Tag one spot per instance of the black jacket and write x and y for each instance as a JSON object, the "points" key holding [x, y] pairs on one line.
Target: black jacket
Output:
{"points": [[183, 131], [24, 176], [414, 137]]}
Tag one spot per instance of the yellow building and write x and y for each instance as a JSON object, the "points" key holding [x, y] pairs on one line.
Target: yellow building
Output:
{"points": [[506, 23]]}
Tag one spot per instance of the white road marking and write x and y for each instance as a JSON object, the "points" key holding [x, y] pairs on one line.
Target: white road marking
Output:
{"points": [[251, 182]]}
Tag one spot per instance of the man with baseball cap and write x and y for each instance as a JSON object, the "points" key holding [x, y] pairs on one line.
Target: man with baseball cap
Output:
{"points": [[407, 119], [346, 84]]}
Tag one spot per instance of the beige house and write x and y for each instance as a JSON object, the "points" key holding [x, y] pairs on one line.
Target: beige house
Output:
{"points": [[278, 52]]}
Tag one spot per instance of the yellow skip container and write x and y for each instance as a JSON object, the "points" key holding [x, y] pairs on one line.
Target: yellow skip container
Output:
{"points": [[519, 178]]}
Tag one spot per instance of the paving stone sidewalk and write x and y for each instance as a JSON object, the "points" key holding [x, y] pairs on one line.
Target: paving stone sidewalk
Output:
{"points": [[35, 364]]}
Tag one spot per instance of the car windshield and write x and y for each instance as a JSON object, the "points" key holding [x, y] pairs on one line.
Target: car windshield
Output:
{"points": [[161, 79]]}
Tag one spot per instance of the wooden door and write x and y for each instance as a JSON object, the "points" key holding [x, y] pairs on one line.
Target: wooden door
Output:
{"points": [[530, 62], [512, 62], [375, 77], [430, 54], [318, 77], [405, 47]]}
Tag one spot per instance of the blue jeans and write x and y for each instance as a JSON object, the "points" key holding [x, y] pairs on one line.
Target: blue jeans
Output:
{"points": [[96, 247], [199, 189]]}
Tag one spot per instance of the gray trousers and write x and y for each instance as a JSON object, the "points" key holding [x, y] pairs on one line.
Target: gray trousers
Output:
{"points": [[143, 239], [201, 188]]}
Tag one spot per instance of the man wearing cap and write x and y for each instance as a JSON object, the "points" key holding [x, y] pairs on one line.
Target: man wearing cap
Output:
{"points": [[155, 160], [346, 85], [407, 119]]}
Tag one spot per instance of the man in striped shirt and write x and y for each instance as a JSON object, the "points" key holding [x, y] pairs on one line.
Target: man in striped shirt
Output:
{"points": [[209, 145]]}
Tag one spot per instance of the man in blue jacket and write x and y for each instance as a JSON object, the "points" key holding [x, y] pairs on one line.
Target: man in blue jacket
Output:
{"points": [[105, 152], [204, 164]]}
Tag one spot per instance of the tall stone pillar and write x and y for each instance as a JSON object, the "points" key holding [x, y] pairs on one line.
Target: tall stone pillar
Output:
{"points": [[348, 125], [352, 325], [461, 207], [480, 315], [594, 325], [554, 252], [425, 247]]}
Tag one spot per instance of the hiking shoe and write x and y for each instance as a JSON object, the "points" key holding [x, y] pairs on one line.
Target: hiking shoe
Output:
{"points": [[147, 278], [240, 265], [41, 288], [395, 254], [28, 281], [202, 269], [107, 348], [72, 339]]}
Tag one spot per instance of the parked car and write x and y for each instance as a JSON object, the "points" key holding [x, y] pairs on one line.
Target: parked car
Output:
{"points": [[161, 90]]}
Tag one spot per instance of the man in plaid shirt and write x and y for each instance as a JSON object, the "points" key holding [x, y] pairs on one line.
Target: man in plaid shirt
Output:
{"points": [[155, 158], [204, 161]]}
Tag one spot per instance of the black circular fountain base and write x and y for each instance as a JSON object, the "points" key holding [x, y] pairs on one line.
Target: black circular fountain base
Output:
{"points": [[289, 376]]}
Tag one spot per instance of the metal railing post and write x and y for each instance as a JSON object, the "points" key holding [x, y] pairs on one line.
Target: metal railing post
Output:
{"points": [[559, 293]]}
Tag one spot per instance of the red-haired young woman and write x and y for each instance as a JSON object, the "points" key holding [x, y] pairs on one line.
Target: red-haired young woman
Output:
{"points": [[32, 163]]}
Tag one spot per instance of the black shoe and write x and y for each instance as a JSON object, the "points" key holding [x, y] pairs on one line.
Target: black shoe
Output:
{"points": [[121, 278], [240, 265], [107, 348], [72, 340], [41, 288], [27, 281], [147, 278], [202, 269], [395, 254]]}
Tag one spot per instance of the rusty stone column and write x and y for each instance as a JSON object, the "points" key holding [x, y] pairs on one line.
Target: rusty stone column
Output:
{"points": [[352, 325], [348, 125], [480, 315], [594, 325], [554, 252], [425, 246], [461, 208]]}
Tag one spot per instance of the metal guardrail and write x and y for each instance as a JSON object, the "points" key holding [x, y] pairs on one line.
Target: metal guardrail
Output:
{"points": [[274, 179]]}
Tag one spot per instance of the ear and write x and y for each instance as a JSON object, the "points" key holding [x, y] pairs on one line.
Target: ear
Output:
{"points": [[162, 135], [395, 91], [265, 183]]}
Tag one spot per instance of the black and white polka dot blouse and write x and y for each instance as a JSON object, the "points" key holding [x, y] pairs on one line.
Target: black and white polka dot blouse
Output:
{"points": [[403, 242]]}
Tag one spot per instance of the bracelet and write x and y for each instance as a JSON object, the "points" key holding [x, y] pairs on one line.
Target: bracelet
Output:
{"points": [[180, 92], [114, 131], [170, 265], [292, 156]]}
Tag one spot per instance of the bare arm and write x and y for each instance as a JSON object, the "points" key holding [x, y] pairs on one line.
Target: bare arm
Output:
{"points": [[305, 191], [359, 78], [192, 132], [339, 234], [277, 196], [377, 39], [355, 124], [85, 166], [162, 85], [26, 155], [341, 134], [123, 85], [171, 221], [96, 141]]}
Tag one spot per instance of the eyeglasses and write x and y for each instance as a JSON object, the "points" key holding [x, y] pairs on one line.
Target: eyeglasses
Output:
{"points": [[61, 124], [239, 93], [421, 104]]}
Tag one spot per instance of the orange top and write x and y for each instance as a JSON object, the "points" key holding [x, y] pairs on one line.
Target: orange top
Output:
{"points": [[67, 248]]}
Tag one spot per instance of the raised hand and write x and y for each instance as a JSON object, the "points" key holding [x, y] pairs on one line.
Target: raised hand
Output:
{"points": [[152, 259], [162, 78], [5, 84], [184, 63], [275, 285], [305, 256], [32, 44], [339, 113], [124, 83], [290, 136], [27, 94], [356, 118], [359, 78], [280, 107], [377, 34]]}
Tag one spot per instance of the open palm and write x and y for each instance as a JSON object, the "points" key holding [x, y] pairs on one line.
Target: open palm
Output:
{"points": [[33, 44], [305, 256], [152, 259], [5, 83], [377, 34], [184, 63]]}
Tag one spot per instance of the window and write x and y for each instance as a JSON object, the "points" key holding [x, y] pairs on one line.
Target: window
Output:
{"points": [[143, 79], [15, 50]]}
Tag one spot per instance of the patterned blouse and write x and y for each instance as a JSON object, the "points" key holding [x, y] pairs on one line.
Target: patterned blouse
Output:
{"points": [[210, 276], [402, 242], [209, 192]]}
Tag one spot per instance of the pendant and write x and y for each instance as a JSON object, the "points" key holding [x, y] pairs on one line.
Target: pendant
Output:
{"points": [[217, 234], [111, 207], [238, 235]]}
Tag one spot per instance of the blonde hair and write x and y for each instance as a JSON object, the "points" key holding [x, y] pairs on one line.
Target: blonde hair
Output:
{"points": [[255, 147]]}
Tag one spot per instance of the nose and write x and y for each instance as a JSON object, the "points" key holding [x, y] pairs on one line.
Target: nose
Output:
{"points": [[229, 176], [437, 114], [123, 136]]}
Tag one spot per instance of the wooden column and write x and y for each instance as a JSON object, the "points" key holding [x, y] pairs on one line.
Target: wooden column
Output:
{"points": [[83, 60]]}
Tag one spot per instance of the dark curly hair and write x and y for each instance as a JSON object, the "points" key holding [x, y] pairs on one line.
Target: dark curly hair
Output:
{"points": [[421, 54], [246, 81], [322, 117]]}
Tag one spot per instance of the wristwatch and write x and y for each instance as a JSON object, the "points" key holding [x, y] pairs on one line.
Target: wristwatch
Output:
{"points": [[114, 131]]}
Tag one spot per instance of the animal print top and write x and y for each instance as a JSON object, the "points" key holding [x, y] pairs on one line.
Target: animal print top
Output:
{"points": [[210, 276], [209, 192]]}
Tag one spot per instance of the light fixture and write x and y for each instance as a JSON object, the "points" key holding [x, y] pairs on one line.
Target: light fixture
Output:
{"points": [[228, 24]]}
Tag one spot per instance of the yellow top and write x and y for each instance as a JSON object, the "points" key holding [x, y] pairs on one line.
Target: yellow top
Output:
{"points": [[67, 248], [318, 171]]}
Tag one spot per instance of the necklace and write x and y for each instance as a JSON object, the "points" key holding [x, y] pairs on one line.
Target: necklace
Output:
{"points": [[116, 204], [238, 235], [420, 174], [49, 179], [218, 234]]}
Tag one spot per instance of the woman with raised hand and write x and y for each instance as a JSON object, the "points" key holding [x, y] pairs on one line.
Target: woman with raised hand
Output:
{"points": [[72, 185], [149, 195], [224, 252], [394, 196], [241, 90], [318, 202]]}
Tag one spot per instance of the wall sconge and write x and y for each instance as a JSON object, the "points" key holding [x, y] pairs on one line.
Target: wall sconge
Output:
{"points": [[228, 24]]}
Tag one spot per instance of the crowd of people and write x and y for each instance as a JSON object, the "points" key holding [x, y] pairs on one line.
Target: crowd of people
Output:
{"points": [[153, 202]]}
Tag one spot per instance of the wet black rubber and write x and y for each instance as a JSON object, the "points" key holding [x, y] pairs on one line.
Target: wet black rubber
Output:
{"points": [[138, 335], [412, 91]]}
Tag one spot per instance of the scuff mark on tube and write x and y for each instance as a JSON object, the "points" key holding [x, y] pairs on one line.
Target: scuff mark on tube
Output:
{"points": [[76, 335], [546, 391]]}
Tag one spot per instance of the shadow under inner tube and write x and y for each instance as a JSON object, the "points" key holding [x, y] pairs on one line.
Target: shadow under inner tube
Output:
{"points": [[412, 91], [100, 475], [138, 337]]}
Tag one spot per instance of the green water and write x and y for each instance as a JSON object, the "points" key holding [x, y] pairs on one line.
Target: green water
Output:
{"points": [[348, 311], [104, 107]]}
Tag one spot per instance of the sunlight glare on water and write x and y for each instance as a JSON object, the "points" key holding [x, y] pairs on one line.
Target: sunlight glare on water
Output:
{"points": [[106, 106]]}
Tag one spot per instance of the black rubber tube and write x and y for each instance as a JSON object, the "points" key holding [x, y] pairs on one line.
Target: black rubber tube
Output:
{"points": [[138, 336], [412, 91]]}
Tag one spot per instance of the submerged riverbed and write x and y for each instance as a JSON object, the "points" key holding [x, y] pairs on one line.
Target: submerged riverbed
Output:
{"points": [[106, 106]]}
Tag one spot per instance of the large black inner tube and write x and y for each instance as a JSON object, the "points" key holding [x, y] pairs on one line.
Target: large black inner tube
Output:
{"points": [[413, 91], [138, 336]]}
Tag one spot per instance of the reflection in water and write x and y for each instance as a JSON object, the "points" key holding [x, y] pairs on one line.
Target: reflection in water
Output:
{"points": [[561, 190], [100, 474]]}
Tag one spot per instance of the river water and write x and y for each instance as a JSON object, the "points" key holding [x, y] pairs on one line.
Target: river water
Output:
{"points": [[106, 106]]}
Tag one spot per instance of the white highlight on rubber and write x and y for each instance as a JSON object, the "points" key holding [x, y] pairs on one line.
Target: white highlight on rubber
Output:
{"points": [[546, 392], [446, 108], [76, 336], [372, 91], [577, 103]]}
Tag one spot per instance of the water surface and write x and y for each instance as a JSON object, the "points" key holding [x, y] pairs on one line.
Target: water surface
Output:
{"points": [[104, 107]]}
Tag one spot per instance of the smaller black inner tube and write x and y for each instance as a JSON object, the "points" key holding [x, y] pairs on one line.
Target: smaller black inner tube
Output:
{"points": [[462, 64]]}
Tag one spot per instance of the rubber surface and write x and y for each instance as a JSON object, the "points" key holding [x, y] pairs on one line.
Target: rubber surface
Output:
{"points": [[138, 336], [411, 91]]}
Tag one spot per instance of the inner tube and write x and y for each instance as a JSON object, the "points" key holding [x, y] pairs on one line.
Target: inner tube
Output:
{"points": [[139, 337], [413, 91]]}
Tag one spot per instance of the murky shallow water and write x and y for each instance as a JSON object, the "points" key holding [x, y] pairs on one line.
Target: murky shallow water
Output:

***

Could you quote, exactly as they appear, the line containing "Tag one spot per instance of the reflection" and every line after it to the end of the records above?

Tag one spot per instance of the reflection in water and write x and y for each instance as a JSON object, the "points" key holding [x, y] pairs on one line.
Target: reflection in water
Output:
{"points": [[561, 190], [100, 474]]}
Tag one spot per instance of the river water and write x and y for each instance as a JSON object, the "points" key holding [x, y] pairs on one line.
Target: river water
Output:
{"points": [[106, 106]]}
Tag one spot per instance of the white highlight on rubber and write x and y for each instance as a JSON object, the "points" key holding [x, y] pairs on one line.
Target: white highlight on rubber
Output:
{"points": [[546, 392], [446, 108], [76, 336], [372, 91], [577, 103]]}
Tag one spot per instance of the water surface and write x and y for each instance as a JSON object, the "points" key holding [x, y] pairs on one line.
Target: water surface
Output:
{"points": [[104, 107]]}
Tag one spot per instance of the smaller black inner tube and write x and y for each instance as a JSON object, the "points" key holding [x, y] pairs on one line.
Target: smaller black inner tube
Output:
{"points": [[462, 64]]}
Tag one spot per instance of the rubber surface and write x and y for each instance as a JSON object, the "points" key holding [x, y] pairs on one line.
Target: rubber surface
Output:
{"points": [[138, 336], [411, 91]]}
Tag one spot per instance of the inner tube and write x and y for each instance as a JSON object, the "points" key holding [x, y] pairs on one line.
Target: inner tube
Output:
{"points": [[139, 337], [413, 91]]}
Tag one spot per instance of the murky shallow water and write x and y for each instance as a JSON object, the "points" key holding [x, y] pairs on one line.
Target: murky shallow water
Output:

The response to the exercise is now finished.